● About this task: Find the lines below that contain the string "warehouse". Copy each one.

==========

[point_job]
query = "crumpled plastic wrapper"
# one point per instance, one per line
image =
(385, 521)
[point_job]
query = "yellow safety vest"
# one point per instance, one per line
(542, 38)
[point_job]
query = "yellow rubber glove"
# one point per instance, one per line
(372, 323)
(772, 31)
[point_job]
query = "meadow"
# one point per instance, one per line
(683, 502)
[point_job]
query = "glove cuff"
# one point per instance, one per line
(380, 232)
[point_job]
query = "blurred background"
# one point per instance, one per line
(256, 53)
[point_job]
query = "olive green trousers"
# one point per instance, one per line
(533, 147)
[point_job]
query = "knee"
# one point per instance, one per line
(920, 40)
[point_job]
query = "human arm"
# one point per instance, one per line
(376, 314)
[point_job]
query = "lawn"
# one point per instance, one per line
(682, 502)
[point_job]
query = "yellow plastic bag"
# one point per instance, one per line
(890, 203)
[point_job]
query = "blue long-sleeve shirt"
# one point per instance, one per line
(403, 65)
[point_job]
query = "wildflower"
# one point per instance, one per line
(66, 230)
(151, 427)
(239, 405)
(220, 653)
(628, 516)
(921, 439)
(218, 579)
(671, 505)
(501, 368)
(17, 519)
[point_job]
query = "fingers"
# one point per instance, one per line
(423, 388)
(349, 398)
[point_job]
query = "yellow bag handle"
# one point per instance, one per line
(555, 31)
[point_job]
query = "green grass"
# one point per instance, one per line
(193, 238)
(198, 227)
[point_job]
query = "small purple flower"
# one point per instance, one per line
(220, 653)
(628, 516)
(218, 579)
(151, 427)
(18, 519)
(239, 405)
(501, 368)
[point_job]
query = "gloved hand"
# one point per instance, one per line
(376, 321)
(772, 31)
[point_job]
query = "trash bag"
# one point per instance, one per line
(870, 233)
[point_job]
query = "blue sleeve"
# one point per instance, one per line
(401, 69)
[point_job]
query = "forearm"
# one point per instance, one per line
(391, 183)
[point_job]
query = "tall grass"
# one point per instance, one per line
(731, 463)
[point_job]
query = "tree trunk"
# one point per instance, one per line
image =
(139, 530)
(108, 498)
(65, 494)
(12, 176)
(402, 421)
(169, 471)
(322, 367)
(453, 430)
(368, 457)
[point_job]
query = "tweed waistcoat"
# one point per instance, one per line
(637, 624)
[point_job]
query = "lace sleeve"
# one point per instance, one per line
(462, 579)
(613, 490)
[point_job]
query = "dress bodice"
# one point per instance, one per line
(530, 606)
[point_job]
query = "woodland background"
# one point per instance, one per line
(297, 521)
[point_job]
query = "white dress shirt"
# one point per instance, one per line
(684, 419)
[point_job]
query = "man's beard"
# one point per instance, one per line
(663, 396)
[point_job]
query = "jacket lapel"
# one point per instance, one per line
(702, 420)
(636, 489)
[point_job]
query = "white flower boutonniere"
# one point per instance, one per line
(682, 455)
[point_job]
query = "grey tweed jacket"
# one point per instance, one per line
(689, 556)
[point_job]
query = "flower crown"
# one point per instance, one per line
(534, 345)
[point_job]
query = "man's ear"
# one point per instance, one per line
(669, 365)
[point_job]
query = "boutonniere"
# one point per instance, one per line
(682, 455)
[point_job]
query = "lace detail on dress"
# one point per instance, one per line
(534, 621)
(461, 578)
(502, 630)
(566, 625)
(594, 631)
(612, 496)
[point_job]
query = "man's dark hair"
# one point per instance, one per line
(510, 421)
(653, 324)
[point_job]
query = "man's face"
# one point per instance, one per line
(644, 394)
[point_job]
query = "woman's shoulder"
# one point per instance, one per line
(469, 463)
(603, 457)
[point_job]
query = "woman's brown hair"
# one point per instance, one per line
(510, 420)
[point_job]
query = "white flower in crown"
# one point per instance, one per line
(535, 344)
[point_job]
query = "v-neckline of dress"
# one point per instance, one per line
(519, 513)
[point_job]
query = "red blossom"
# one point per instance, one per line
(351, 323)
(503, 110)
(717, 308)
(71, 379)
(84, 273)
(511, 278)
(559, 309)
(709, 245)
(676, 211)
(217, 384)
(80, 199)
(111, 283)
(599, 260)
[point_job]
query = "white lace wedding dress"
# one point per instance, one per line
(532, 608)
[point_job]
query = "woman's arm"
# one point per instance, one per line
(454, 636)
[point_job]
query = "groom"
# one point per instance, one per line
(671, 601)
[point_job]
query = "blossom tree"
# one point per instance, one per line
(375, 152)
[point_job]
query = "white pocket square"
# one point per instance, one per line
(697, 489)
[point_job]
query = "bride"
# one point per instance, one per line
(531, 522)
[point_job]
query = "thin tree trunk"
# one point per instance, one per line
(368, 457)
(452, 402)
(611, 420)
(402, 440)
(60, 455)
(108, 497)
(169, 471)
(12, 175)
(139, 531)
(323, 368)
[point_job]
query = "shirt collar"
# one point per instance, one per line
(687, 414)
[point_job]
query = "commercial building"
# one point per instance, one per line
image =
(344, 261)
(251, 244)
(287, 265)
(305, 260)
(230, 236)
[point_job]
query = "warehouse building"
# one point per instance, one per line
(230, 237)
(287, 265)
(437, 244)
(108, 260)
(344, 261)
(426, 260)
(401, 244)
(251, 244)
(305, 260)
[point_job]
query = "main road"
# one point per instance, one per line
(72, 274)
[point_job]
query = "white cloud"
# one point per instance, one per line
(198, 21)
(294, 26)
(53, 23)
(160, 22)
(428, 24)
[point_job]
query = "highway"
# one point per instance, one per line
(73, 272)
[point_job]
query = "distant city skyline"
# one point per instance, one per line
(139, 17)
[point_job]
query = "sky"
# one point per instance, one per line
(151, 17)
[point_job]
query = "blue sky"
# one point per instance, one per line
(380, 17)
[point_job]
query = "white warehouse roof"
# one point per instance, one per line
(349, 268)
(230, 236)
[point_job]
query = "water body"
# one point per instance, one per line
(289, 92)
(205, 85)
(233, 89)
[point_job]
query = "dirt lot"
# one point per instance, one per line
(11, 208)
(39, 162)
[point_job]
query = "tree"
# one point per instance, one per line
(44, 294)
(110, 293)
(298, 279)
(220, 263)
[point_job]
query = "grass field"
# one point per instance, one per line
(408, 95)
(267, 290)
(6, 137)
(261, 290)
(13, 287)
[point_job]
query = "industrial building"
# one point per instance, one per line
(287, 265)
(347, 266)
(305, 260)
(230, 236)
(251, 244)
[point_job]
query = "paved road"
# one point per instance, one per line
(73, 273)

==========

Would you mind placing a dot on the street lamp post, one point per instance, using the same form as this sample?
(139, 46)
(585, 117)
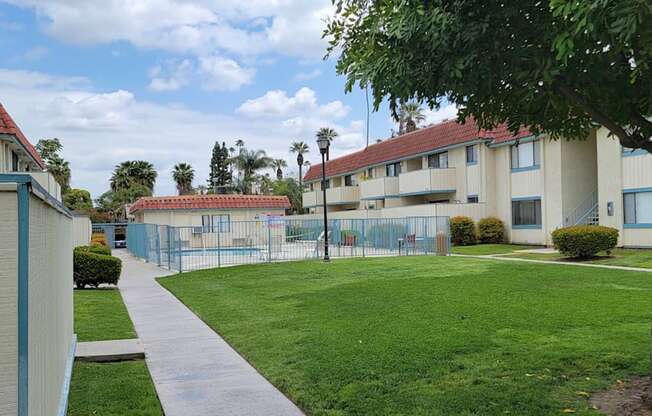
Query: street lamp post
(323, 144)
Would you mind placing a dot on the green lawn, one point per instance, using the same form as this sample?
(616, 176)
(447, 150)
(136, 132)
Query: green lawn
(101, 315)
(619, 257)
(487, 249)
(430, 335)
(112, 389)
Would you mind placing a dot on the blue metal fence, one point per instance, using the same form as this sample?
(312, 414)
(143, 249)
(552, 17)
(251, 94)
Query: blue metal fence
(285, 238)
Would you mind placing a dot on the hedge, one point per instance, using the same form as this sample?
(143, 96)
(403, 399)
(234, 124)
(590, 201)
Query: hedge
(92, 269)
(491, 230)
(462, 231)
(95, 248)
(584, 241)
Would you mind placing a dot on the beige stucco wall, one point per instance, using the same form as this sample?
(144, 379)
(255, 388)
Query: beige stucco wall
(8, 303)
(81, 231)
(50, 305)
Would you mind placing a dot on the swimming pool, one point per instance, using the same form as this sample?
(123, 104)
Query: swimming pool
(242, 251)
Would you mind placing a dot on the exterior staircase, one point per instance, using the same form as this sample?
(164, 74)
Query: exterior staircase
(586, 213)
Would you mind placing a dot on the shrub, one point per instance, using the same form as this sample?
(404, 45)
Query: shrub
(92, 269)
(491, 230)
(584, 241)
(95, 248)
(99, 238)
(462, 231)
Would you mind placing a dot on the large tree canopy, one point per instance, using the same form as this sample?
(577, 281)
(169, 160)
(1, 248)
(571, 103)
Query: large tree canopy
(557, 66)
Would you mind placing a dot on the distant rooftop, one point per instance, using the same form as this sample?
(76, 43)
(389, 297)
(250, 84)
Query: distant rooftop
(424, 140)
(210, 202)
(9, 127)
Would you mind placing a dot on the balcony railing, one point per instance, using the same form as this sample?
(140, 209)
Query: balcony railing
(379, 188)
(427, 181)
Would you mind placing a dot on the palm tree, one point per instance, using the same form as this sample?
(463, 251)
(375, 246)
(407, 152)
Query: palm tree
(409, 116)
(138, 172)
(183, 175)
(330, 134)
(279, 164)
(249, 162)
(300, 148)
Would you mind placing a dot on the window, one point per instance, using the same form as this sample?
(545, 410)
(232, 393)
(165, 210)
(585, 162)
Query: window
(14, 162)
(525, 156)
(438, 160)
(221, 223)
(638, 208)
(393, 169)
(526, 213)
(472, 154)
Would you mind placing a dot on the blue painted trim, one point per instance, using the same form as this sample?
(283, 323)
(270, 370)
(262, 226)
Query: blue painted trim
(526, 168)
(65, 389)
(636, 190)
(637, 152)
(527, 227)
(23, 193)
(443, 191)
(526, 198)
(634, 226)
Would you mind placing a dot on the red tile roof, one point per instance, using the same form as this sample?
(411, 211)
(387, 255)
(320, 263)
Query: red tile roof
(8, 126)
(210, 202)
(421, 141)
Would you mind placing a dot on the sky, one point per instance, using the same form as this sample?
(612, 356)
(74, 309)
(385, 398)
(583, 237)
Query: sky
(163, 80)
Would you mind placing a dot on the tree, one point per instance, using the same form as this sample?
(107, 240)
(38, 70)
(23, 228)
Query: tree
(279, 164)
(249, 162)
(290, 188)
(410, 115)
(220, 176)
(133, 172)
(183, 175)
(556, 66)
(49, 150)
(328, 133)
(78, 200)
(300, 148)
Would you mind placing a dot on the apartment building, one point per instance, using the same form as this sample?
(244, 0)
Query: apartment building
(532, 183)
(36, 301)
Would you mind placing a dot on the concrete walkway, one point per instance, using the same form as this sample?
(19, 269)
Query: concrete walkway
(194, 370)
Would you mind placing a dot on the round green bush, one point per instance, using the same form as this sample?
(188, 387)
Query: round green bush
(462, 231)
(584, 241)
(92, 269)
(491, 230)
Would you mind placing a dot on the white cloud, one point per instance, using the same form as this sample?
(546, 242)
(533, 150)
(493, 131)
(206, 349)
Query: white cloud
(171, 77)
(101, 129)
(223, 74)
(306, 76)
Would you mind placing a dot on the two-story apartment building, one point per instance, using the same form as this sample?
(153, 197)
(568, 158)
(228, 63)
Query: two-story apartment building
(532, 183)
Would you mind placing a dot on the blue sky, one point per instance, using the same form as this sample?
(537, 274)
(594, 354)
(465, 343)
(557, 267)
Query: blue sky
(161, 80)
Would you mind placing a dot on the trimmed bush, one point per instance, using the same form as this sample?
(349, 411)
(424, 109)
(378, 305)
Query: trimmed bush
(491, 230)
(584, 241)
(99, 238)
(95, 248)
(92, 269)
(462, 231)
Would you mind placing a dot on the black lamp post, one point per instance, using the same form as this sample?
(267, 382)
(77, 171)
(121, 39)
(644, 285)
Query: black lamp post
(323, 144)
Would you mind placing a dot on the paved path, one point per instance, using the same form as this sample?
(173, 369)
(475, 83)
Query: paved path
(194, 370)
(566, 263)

==========

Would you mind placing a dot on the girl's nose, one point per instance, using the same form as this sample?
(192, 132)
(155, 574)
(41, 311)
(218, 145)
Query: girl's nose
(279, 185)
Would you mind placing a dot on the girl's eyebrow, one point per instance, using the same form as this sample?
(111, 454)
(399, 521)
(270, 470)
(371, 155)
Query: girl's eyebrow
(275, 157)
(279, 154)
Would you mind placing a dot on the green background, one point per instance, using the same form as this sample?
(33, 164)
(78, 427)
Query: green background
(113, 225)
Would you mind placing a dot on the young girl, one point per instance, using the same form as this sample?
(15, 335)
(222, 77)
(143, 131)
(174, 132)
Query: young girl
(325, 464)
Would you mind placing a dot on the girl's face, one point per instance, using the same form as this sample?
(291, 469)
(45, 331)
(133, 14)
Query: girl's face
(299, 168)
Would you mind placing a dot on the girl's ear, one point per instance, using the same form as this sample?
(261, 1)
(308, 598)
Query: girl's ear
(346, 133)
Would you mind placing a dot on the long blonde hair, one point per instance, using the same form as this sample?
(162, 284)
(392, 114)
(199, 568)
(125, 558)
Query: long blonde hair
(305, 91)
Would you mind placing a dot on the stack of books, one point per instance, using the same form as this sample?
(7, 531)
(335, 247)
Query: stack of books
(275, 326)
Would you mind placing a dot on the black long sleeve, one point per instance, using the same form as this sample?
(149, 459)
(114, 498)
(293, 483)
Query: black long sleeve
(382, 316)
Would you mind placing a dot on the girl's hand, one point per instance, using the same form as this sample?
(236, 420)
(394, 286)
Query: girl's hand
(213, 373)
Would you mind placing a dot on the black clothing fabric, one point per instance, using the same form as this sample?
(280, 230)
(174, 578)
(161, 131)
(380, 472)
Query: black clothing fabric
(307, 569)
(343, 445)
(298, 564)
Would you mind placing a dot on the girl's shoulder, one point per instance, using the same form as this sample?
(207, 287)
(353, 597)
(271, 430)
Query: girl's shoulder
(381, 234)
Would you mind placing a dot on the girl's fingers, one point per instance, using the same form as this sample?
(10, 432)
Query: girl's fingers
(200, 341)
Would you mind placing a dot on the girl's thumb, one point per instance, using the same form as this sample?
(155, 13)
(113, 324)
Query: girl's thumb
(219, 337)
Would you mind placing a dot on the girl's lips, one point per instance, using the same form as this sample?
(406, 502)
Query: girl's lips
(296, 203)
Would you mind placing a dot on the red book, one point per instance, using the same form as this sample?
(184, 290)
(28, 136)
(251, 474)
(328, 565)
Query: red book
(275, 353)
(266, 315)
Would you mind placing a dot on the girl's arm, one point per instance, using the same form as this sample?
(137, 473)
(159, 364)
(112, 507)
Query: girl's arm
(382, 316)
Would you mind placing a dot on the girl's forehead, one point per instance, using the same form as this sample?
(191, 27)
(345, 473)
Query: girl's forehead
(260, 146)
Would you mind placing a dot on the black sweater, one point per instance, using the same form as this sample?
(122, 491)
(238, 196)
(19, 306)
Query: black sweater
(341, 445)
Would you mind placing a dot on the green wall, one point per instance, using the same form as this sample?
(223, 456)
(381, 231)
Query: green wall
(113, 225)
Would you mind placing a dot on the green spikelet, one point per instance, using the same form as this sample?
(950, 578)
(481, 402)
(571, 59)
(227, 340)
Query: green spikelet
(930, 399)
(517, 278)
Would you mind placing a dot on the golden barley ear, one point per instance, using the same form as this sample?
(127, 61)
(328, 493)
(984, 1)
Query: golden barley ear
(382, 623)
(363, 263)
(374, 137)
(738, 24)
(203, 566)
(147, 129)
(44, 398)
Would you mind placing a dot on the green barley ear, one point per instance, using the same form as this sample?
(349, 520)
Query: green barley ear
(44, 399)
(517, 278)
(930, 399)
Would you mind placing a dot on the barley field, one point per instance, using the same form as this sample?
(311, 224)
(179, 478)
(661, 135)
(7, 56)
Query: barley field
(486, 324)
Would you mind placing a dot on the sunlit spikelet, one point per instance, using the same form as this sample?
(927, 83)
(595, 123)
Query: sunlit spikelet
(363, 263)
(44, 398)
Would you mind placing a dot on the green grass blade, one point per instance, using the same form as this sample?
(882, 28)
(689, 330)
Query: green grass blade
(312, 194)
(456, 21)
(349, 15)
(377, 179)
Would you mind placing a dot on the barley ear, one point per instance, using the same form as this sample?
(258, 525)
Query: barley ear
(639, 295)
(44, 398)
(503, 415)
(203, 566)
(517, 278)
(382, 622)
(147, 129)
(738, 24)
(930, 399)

==========

● Response to this task:
query = "warehouse building"
query = "white warehouse roof"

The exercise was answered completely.